> KUTIPAN TEKS
:::

Senin, 09 Juli 2012

Perkembangan Moral, Intelektual dan Agama pada Remaja

BAB I
PENDAHULUAN

A.   Latar Belakang Masalah
Salah satu tugas perkembangan yang harus dikuasai remaja adalah mempelajari apa yang diharapkan oleh kelompok dari padanya dan kemudian mau membentuk perilakunya agar sesuai dengan harapam social tanpa terus dibimbing,diawasi didororng dan diancam hukuman seperti yang dialami waktu anak-anak.
Fase remaja merupakan segmen perkembangan individu yang sangat penting, yang diawali dengan matangnya organ-organ fisik (seksual) sehingga mampu berproduksi. Salzman mengemukakan, bahwa remaja merupakan masa perkembangan sikap tergantung (dependence) terhadap orang tua ke arah kemandirian (independence), minat-minat seksual, perenungan diri, dan perhatian terhadap nilai-nilai estetika dan isu-isu moral.
B.   Rumusan Masalah
Berdasarkan latar belakang masalah, maka masalah "Perkembangan Moral dan Keagamaan Remaja" dapat dirumuskan sebagai berikut:
1)      Bagaimana perkembangan moral remaja?
2)      Bagaimana perkembangan intelektual  remaja?
3)      Bagaimana pula perkembangan agama pada  remaja?

:::

> DATA TERSEDIA
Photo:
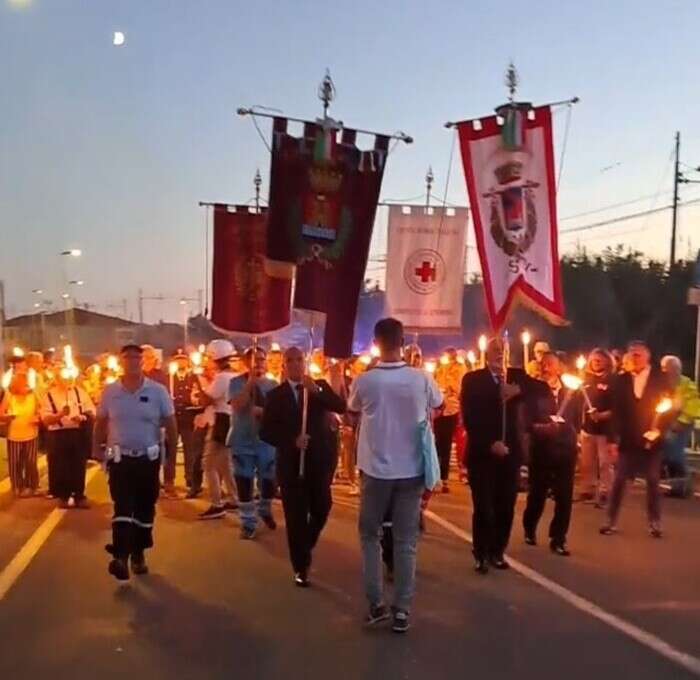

:::

> TUGAS YANG DIKERJAKAN
1. Salin bagian teks tentang perkembangan remaja mulai dari "Perkembangan Moral, Intelektual" sampai dengan "dialami waktu anak-anak.".
2. Terjemahkan kalimat dari teks tentang perkembangan remaja ini ke dalam bahasa Inggris: "Salzman mengemukakan, bahwa remaja merupakan masa perkembangan sikap tergantung (dependence) terhadap orang tua ke arah kemandirian (independence), minat-minat seksual, perenungan diri, dan perhatian terhadap nilai-nilai estetika dan isu-isu moral."

> HASIL TUGAS
1.
Perkembangan Moral, Intelektual dan Agama pada Remaja

BAB I
PENDAHULUAN

A.   Latar Belakang Masalah
Salah satu tugas perkembangan yang harus dikuasai remaja adalah mempelajari apa yang diharapkan oleh kelompok dari padanya dan kemudian mau membentuk perilakunya agar sesuai dengan harapam social tanpa terus dibimbing,diawasi didororng dan diancam hukuman seperti yang dialami waktu anak-anak.

2. Salzman stated that adolescence is a period of development from an attitude of dependence on parents toward independence, sexual interests, self-reflection, and attention to aesthetic values and moral issues.